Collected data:
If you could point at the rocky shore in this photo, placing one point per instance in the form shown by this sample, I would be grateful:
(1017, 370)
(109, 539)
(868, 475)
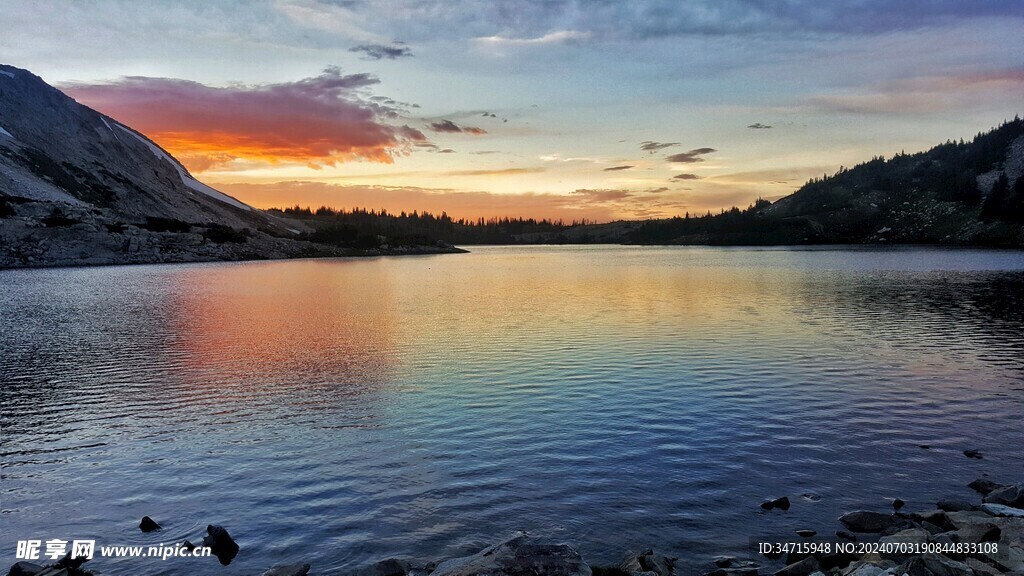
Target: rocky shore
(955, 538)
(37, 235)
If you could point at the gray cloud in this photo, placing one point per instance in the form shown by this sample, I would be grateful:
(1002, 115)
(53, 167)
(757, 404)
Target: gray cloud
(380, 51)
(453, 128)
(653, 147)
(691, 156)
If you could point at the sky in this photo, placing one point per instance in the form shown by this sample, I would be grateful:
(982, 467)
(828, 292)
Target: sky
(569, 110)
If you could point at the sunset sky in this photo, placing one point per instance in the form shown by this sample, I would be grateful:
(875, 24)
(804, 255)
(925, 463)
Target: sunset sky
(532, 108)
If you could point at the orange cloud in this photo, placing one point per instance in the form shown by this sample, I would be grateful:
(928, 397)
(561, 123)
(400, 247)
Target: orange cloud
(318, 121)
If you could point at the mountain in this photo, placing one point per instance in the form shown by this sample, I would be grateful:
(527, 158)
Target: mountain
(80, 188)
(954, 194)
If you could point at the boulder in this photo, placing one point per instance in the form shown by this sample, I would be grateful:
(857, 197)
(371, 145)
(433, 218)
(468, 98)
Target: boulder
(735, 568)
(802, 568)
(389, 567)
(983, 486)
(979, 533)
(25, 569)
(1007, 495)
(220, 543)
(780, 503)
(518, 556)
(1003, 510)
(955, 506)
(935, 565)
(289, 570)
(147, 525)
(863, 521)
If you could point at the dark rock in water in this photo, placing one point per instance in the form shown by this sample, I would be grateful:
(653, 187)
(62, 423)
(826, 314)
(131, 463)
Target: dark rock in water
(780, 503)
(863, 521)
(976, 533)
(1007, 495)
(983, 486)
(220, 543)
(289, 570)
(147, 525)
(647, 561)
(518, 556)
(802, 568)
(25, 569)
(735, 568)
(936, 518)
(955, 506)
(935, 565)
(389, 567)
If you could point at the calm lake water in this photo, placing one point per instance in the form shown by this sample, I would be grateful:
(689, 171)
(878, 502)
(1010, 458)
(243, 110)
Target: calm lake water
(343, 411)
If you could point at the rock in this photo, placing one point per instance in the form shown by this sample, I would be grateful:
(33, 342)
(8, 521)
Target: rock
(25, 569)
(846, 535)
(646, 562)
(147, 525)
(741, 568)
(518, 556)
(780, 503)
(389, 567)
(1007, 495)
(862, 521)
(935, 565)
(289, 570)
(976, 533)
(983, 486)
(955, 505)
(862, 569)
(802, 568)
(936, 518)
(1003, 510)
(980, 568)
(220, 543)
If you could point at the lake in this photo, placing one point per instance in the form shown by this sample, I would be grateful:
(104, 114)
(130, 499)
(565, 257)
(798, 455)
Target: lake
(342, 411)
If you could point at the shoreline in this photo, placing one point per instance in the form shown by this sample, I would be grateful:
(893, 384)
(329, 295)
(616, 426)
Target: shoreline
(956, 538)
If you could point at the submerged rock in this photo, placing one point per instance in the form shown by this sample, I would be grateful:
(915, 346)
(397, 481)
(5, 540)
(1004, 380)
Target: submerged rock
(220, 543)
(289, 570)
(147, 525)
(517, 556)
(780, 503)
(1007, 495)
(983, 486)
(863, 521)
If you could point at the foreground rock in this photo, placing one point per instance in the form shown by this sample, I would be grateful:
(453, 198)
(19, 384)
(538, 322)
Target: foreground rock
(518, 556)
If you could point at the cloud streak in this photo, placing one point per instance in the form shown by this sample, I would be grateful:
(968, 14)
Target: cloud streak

--

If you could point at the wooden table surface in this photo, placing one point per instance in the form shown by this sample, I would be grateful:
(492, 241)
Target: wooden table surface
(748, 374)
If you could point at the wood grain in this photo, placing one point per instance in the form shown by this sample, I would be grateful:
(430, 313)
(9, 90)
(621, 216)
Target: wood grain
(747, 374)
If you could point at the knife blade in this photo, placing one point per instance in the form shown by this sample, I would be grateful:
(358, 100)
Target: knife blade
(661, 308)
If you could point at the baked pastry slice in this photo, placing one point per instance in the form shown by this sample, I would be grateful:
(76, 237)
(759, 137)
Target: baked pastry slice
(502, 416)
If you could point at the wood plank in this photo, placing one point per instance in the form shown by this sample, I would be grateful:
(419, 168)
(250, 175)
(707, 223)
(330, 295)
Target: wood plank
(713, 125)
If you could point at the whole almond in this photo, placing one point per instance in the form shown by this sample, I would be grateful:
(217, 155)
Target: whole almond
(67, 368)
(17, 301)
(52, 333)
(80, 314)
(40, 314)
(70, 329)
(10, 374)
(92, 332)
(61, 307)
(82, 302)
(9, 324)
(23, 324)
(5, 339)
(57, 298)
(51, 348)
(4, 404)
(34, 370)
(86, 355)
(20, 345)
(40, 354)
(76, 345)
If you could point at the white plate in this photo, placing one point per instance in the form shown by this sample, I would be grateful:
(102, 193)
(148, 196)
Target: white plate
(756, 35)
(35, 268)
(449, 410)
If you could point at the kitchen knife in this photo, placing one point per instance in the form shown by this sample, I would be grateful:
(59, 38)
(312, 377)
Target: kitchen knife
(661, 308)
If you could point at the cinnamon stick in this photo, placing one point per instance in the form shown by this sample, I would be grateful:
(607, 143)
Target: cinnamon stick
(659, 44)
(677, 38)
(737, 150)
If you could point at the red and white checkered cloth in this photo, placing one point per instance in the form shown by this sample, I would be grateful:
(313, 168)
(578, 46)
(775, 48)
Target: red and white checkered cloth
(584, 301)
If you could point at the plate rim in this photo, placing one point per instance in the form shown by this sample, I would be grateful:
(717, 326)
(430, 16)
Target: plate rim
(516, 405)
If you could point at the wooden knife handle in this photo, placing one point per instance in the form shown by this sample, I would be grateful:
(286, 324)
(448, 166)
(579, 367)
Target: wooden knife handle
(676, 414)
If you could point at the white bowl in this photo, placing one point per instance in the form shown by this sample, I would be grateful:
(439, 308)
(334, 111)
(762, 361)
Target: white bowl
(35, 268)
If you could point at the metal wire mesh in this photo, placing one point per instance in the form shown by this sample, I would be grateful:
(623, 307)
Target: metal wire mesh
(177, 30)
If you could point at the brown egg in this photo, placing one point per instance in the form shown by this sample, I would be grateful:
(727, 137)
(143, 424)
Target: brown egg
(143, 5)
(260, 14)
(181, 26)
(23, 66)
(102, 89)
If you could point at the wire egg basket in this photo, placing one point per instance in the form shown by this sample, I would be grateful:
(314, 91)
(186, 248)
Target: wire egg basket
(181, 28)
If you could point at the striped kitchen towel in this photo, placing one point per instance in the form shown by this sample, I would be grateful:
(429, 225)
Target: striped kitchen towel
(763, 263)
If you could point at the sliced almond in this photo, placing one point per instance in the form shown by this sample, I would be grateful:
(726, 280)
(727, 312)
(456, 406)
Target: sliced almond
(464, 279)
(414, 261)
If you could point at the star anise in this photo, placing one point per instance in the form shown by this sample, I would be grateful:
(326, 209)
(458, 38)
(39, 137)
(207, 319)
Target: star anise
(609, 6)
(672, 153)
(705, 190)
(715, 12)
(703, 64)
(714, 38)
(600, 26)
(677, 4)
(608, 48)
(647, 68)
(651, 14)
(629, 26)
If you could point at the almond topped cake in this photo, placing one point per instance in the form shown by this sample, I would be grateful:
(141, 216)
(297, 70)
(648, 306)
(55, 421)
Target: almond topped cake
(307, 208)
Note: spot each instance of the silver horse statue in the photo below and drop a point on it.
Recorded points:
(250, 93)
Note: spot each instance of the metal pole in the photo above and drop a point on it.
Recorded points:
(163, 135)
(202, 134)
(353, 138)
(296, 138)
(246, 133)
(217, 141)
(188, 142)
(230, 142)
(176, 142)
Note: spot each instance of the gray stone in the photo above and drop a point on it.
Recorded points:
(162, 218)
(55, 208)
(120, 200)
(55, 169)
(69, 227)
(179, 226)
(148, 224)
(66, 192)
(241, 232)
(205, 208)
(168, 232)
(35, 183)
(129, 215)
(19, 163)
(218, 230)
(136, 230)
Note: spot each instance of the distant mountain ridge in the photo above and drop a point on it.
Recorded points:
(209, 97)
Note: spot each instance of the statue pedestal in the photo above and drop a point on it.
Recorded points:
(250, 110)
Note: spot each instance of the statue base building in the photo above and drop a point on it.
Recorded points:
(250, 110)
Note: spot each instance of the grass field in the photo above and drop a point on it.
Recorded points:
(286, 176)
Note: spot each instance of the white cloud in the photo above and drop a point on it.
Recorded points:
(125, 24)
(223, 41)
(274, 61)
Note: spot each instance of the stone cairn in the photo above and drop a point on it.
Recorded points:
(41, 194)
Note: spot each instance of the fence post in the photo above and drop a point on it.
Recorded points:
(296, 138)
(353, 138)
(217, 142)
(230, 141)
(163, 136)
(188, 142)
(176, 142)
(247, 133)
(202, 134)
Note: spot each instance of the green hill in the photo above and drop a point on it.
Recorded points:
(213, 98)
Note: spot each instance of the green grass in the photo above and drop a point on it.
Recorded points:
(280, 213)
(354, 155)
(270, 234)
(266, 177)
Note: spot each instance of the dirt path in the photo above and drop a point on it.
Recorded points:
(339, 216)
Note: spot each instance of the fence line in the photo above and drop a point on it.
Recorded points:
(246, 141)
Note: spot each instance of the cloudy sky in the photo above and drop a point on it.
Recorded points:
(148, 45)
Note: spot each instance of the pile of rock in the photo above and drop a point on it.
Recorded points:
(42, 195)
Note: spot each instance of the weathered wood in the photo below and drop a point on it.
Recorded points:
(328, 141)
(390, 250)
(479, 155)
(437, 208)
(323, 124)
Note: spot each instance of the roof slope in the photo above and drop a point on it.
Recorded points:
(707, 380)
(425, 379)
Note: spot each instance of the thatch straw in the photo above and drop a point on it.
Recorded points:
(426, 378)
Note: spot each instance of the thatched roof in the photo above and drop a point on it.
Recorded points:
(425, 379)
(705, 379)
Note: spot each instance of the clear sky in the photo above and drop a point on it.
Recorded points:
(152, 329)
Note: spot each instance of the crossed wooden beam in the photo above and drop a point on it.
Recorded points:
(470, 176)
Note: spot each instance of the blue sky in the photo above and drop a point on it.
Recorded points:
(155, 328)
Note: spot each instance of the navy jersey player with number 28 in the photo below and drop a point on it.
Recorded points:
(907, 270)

### Aim
Copy out the records word for word, beginning at the line that contains "If you could point at the cloud" and stopping after the line that contains "Target: cloud streak".

### The reply
If you could point at the cloud streak in this photo, placing one point per instance in the form shown by this sample, I would be grateful:
(968, 14)
Target: cloud streak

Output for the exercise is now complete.